### Tasks to perform:
A - Write out the passage of the Walgreens article, everything from "August 6, 2014" down to "chain Alliance Boots.".
B - Using the article on Walgreens and tax inversion, say whether each statement agrees with it, answering yes or no and quoting the deciding words: (i) The report says Walgreens has decided against becoming a Swiss company. (ii) In July, President Obama said inversion was wrong even if it was legal. (iii) Americans for Tax Fairness is a single citizen group.
C - Continue the article on Walgreens' decision not to invert, picking up after its final sentence.

### Selected extract:
============
August 6, 2014

Look what we helped make happen:

Yesterday afternoon the Wall Street Journal’s MarketWatch reported the news: “Walgreen Stock Tumbles on Report It Won’t Invert.” Citing unnamed sources (and Sky News), the bulletin reported that Walgreens has decided not to “invert” the company’s nationality to become a Swiss company, and thus lower its U.S. tax bill as it completes its takeover of the pharmacy chain Alliance Boots.

This news represents a victory for a powerful alliance of citizen action groups, united under the banner of Americans for Tax Fairness, who have been sending a strong message to Walgreens that, if the company did not renounce plans to abandon the U.S., Americans would abandon Walgreens stores. And it represents a victory for President Obama, who had recently called on companies like Walgreens to reject using the inversion loophole to change nationality while continuing to operate in the U.S. He declared in July that “I don’t care if it’s legal, it’s wrong.” And it is a victory for members of Congress, like senators Sander Levin, Richard Durbin and Elizabeth Warren, who are still pursuing legislation that would make it illegal for large corporations to use the inversion option.
============
### Data for review:
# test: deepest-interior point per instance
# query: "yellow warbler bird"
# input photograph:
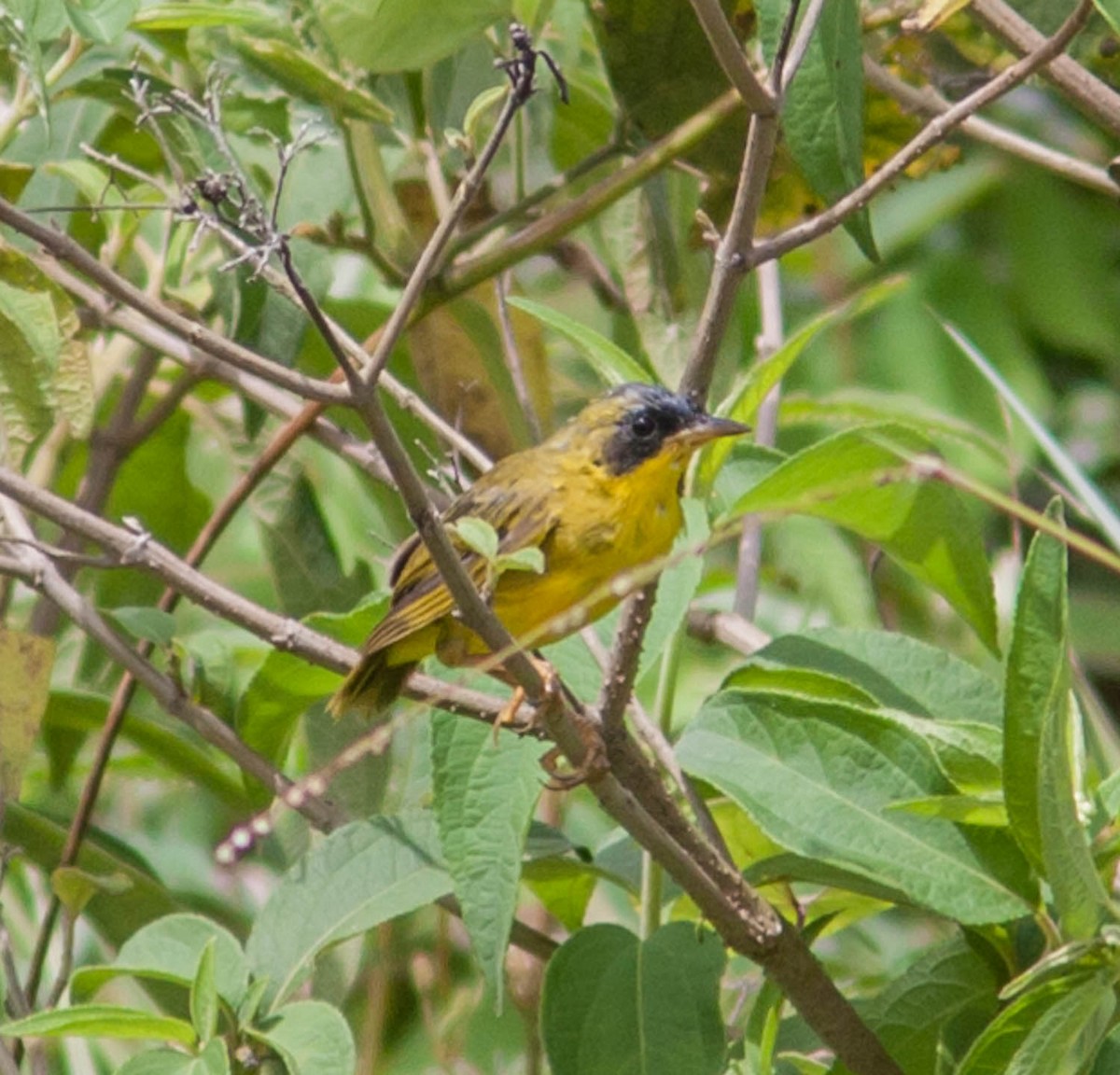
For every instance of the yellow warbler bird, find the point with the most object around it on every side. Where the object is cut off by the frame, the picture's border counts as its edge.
(600, 496)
============
### Solved problems:
A -
August 6, 2014

Look what we helped make happen:

Yesterday afternoon the Wall Street Journal’s MarketWatch reported the news: “Walgreen Stock Tumbles on Report It Won’t Invert.” Citing unnamed sources (and Sky News), the bulletin reported that Walgreens has decided not to “invert” the company’s nationality to become a Swiss company, and thus lower its U.S. tax bill as it completes its takeover of the pharmacy chain Alliance Boots.

B -
(i) Yes: "Walgreens has decided not to “invert” the company’s nationality to become a Swiss company"
(ii) Yes: "I don’t care if it’s legal, it’s wrong."
(iii) No: "a powerful alliance of citizen action groups, united under the banner of Americans for Tax Fairness"

C -
Over the last few weeks, the Campaign for America’s Future has joined other coalition groups of Americans for Tax Fairness to criticize the stampede of U.S. corporations using inversion to escape taxes – and we have focused pressure on Walgreens as that company publicly considered taking the inversion route, which would have saved them $4 billion over five years by becoming – on paper – a Swiss company, according to a report by ATF and Change to Win.

Many groups used different language to encourage supporters to sign the same message. We led our online campaign with a blunt warning: Tell Walgreens: If you leave the U.S., we will leave your stores.